* _PROBLEM STATEMENT_
Reproduce, word for word, the lines of the records below, starting at the line that contains "Where can you see the concrete staircase" and ending at the line that contains "point(1154, 325)", including both of those lines.

>> Start INPUT

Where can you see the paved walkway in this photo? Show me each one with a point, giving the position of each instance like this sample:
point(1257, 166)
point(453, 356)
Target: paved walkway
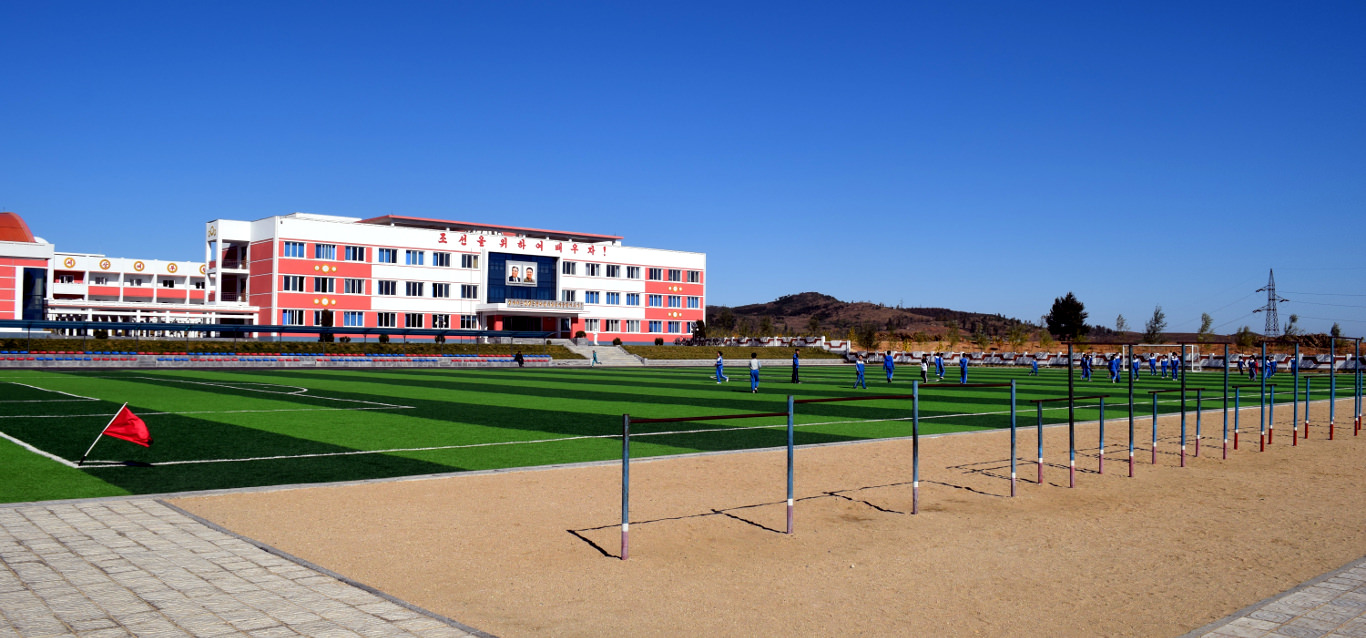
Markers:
point(141, 567)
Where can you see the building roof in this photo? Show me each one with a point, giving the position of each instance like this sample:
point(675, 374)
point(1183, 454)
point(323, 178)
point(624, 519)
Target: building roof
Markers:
point(14, 230)
point(469, 226)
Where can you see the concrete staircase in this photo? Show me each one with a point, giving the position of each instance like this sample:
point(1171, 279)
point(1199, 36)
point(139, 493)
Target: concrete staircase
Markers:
point(608, 355)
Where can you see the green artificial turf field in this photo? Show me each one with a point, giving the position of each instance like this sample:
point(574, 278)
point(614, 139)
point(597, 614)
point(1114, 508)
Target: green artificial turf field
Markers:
point(273, 426)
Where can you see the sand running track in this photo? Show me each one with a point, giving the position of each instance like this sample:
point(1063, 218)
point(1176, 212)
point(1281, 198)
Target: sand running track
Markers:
point(533, 552)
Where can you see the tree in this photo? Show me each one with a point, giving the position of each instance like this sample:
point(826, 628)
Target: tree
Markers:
point(1067, 319)
point(1206, 323)
point(1154, 325)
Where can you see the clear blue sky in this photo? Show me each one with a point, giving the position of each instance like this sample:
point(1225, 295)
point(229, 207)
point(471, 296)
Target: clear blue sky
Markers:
point(980, 156)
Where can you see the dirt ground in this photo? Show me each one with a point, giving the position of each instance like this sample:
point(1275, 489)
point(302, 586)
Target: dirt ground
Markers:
point(534, 552)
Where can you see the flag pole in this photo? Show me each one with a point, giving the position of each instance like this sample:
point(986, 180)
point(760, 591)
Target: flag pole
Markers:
point(101, 433)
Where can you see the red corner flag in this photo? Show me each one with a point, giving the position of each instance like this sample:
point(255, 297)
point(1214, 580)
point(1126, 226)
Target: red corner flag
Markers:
point(123, 425)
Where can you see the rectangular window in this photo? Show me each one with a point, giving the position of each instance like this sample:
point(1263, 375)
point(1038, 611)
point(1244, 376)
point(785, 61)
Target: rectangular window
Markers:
point(293, 250)
point(291, 283)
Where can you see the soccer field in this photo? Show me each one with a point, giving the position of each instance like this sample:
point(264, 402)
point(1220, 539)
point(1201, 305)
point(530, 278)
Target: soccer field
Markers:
point(249, 428)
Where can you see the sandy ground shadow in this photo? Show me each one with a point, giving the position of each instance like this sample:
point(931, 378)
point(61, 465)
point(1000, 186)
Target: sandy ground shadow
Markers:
point(534, 552)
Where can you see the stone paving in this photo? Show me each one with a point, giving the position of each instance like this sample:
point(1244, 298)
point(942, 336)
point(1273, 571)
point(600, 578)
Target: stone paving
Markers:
point(140, 567)
point(1332, 605)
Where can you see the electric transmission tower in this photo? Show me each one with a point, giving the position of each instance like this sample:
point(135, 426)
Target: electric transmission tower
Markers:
point(1272, 298)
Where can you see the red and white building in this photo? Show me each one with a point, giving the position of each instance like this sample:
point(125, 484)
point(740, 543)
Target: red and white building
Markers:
point(409, 272)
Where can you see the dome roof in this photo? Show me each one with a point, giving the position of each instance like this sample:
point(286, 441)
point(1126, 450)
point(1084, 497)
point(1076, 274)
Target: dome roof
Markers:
point(14, 230)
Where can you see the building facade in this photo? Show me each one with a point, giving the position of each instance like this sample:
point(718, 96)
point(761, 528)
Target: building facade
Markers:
point(409, 272)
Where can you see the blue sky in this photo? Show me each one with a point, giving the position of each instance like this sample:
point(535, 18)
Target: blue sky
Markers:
point(980, 156)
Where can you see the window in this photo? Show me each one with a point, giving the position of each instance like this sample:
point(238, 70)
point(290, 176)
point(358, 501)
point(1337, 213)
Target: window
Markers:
point(291, 283)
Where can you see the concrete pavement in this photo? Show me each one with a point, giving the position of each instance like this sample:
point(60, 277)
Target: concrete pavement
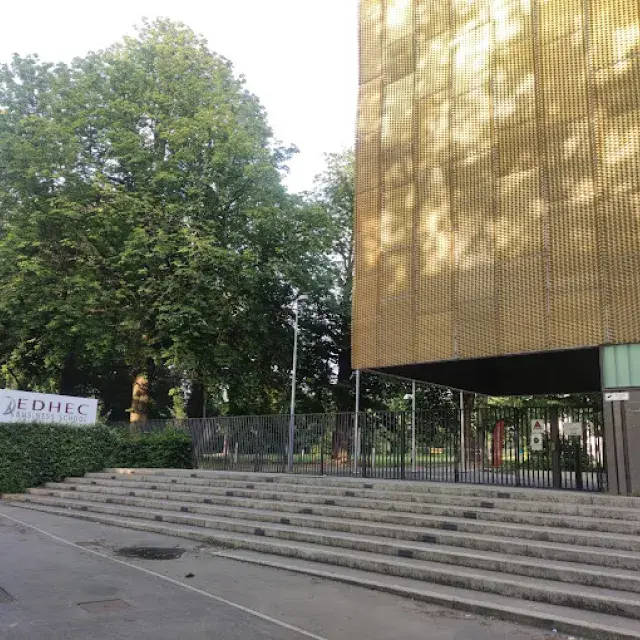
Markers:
point(69, 583)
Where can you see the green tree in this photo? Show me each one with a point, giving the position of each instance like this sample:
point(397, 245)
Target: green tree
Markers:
point(144, 227)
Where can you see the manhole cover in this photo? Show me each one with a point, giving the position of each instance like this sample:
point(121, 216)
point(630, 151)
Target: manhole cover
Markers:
point(103, 606)
point(151, 553)
point(4, 596)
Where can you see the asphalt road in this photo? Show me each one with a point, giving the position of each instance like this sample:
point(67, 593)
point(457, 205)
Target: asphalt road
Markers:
point(67, 581)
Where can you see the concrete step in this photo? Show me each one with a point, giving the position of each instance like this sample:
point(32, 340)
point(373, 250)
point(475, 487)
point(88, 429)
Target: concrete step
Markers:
point(615, 579)
point(487, 513)
point(475, 527)
point(585, 624)
point(597, 599)
point(401, 486)
point(579, 551)
point(382, 493)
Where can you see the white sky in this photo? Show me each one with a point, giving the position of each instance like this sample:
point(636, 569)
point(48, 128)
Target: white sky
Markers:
point(299, 56)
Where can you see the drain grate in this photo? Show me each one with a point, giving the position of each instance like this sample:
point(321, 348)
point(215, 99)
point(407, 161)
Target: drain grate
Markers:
point(104, 606)
point(152, 553)
point(4, 596)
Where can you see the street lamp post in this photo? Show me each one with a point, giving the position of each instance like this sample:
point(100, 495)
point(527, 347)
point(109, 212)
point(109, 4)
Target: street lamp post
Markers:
point(412, 397)
point(292, 409)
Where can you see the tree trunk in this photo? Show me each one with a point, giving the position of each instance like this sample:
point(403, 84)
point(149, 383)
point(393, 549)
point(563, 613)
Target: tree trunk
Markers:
point(195, 404)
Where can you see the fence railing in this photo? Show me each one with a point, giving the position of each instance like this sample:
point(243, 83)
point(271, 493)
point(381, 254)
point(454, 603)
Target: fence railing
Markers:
point(546, 447)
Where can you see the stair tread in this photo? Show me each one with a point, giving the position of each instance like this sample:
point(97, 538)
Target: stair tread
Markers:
point(548, 611)
point(348, 502)
point(552, 495)
point(277, 515)
point(405, 496)
point(578, 589)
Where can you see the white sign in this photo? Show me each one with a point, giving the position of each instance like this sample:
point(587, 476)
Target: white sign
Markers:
point(616, 396)
point(24, 406)
point(572, 429)
point(536, 442)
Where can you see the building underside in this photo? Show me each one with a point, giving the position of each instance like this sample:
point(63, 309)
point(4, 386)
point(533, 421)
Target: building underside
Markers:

>> End INPUT

* _FINAL RESULT_
Where can you see the concrete staircase in this photo? Show me each one with a point, giving the position of each instance like this sample:
point(1171, 279)
point(1199, 36)
point(139, 493)
Target: concrete staircase
Markers:
point(608, 355)
Where can you see the green artificial turf field in this photo? Show me each one with a point, giving the position of each instance like this sample:
point(574, 278)
point(614, 139)
point(597, 614)
point(1114, 508)
Target: green artificial turf field
Markers:
point(273, 426)
Where can you see the sand running track in this photo? Show me each one with a point, giving the position of each instance like this sample:
point(1063, 218)
point(1176, 212)
point(1281, 198)
Target: sand running track
Markers:
point(533, 552)
Where can you see the tree in this photo? Show me each one with a point, giving the position of each instance like this sample:
point(826, 628)
Target: tree
Markers:
point(1067, 319)
point(1206, 323)
point(1154, 325)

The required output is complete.